Data for this task: Begin

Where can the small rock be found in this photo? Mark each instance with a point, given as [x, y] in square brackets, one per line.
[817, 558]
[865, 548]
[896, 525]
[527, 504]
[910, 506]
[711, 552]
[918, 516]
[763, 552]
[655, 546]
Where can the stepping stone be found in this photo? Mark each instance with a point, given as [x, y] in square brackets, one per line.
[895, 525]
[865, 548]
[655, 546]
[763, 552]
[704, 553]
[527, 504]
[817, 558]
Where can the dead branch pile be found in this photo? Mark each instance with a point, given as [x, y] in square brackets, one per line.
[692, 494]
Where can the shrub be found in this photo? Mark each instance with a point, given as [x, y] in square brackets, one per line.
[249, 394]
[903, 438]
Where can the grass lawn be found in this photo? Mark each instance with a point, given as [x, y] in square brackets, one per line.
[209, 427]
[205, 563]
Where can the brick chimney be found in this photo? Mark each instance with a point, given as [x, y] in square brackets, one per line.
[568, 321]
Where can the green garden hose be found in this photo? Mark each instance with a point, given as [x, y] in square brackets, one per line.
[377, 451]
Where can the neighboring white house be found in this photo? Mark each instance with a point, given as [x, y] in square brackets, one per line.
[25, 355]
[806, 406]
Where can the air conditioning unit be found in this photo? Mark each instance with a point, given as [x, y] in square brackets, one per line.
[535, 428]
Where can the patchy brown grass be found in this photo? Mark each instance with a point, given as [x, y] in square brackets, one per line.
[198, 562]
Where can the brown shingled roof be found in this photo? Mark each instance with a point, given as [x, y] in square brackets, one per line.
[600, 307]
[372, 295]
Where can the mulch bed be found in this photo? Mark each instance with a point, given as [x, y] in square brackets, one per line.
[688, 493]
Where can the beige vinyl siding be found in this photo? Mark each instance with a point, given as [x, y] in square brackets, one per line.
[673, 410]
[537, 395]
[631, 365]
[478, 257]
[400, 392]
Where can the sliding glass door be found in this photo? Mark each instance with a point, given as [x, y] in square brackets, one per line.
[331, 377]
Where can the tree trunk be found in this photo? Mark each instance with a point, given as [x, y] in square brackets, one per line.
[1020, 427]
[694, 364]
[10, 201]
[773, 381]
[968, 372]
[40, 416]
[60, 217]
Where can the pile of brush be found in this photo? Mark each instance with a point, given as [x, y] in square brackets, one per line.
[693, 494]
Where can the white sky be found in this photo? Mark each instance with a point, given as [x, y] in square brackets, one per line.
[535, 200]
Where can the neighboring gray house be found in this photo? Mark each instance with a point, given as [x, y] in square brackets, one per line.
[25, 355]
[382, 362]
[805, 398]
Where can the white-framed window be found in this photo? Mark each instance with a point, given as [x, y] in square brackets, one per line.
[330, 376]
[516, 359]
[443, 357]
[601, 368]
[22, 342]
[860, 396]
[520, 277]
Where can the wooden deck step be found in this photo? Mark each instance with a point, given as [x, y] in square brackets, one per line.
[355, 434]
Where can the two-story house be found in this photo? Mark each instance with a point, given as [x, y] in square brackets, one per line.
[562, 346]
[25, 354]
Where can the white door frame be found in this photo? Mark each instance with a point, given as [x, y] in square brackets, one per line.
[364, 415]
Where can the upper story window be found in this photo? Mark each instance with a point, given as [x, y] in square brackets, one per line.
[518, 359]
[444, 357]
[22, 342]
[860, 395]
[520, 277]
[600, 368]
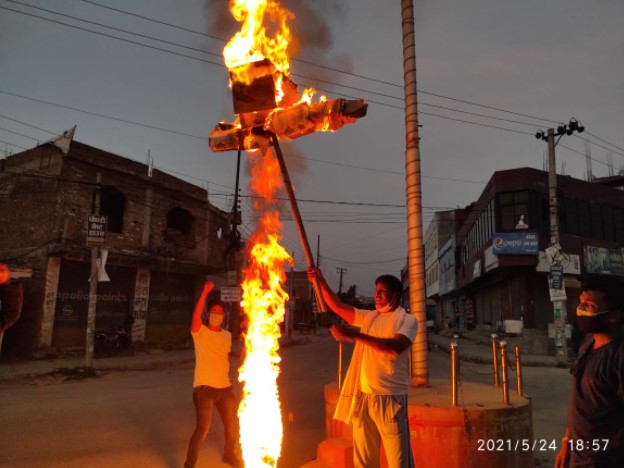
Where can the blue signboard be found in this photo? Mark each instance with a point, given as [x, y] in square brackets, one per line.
[515, 243]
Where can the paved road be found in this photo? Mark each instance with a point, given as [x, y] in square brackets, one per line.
[145, 418]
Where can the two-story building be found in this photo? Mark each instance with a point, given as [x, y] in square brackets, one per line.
[161, 238]
[503, 261]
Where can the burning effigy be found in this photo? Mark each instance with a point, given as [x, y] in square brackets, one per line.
[268, 108]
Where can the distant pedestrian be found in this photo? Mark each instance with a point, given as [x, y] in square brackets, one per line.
[374, 394]
[211, 385]
[594, 436]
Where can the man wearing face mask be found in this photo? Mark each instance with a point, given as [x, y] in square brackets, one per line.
[211, 385]
[374, 394]
[594, 436]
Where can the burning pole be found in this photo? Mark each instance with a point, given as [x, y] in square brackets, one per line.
[262, 122]
[268, 107]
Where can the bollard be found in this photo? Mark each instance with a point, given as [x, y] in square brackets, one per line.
[503, 346]
[495, 359]
[454, 374]
[339, 377]
[518, 372]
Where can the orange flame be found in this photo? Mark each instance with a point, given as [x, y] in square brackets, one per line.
[264, 34]
[264, 303]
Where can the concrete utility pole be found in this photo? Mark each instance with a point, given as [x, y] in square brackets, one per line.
[95, 250]
[556, 282]
[420, 370]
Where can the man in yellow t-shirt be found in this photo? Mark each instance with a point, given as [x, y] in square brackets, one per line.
[211, 384]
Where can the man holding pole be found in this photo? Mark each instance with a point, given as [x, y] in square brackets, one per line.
[374, 394]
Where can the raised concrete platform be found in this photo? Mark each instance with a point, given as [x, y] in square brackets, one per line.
[481, 432]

Data for this task: End

* **Task details**: Leave out the pictures, then copy all the remaining text in the records exactly.

* **Task result**:
Where can the small rock be found in this photo? Mark each instance with a point, given as [x, y] in square brackets, one per line.
[817, 558]
[865, 548]
[896, 525]
[527, 504]
[910, 506]
[711, 552]
[918, 516]
[763, 552]
[655, 546]
Where can the stepping stone be found in this photo? Mark each instance with a point, given as [x, y] in square brackets, one per line.
[895, 525]
[865, 548]
[655, 546]
[763, 552]
[704, 553]
[527, 504]
[817, 558]
Where can the dead branch pile be found in this photo? Mark each instance with a point, given as [x, y] in square brackets, one per line.
[692, 494]
Where can the shrub be found in this photo? Mark each instance with a point, given as [x, y] in square brackets, one per line.
[249, 394]
[903, 438]
Where can the grass lawn be found in this photo? Mark each instance with a point, given as [x, y] in square brackets, one per line.
[209, 427]
[205, 563]
Where can the brick chimney be found in this photo? Mark each instance with a point, given as [x, y] in square brackets, one per line.
[568, 321]
Where can the green garden hose be found in this photo? Mark each instance with a point, given as [x, y] in square brackets, one per line.
[377, 451]
Where can the neighboring white house be found in this photo? Mark each instance with a point, given as [x, y] in square brackets, one per line.
[25, 355]
[806, 406]
Where can the air conditioning unit be found in this photo? Mark each instance with a point, given as [x, y] in square brackets, one per line.
[535, 428]
Where can the patchy brown grass be found in this photo? Mark each instance with a point, given as [x, y] in square brackets, one per line.
[198, 562]
Where can the brown shingled roof be found in this photo? Mark each instance with a point, given as [x, y] in square brackets, one per line.
[600, 307]
[372, 295]
Where can the mulch bed be found in this photo? Mark each instance with a point, given as [x, y] in square brackets, one per line.
[688, 493]
Where can the beige vinyl siding be found in this photo? Mark each instance with a point, given as [x, y] in square brackets, one per line.
[673, 410]
[537, 395]
[631, 365]
[478, 257]
[400, 392]
Where can the sliding glass door be found in this photo? Mark each instance with a point, given as [x, y] in square brackets, one per line.
[331, 377]
Where can the tree trunk be found in this photo? Mark each instance with a point, given as [x, y] in square brackets, one per line.
[1020, 427]
[694, 364]
[10, 201]
[773, 381]
[968, 372]
[40, 416]
[60, 217]
Where can the pile of brush be found in this photo? Mark each instance with a point, given as [x, y] in square brackets, one per line.
[693, 494]
Where can the white sky be found in this photo? Mark each instance with a point, given as [x, y] in square brackets, one per line.
[535, 200]
Where can the neighboring gray house be found in this photo? Mark each instance with a point, given as [x, y] in square brackets, one per line.
[25, 355]
[382, 362]
[805, 398]
Where can the white-framed window be found in this photo? Mark each instance with a point, given as [x, y] in square brackets, one per line.
[330, 376]
[516, 359]
[443, 357]
[601, 368]
[22, 342]
[860, 396]
[520, 277]
Where can the wooden deck step be found in this photo? Mark each instance with a point, given as [x, y] in square brackets, one per line.
[355, 434]
Where can the two-story house be found in this photo? Mark each instance with a point, given as [x, y] in square brackets, one per line.
[562, 346]
[25, 354]
Where can the white door frame be found in this photo? Mark each instance with a point, given as [x, y] in square brackets, one per line.
[364, 415]
Where can the upper story window be found in this photo? Mark each instance with a point, given as [x, y] in square brackets, one per line.
[518, 359]
[444, 357]
[22, 342]
[860, 395]
[520, 277]
[600, 368]
Where can the blue signboard be found in this photo? Mark each instance with a point, given as [x, y] in square brackets, one per line.
[515, 243]
Where can the paved road be found in this photo? Mark each instance with a point, given as [x, y] in square brackets, one per line.
[145, 418]
Where can the two-story building be found in this photo? Mark each instance with a point, given as [x, y] in square brackets, one per line.
[161, 238]
[503, 261]
Where can the burning effigy be found in this photo? Mark each instance with a point, given as [x, y] in square brackets, one per line.
[268, 108]
Where can the distant pedestrian be found in this photo? Mark each instance with a point, given as [x, y] in square brackets, one per line.
[374, 394]
[211, 385]
[594, 436]
Where can the man wearing face mask be found in this photo? Mark each instance with a point, given as [x, y] in square brackets, one per line.
[211, 385]
[374, 394]
[594, 436]
Where can the burning pole be found in this photo? Mark each instance with a point, given as [x, y] in square brackets, one per line.
[262, 122]
[268, 107]
Where can the bollard be found in this photo? Mark each instance with a point, given as [x, y] in square brackets, one per line.
[503, 346]
[495, 359]
[454, 374]
[339, 377]
[518, 372]
Where can the orange flame be found in this photo? Mark each instance with a point, given as [x, y] in square brackets, one per line.
[264, 34]
[264, 303]
Where can the concrete utility pole be found in this photo? Mark each instance with a point, given as [x, y] in square brackets, one per line.
[95, 250]
[556, 282]
[420, 370]
Where can the man in yellow t-shirt be found in this photo? Mark each instance with a point, given as [x, y] in square brackets, one per line.
[211, 384]
Where can the man holding pole be found in this photo? Mark each instance with a point, given as [x, y] in square brackets, one per line.
[374, 394]
Where can the raised concrete platform be found in this photo? Mark each instance with a point, given as [x, y] in square brackets, one per line.
[481, 432]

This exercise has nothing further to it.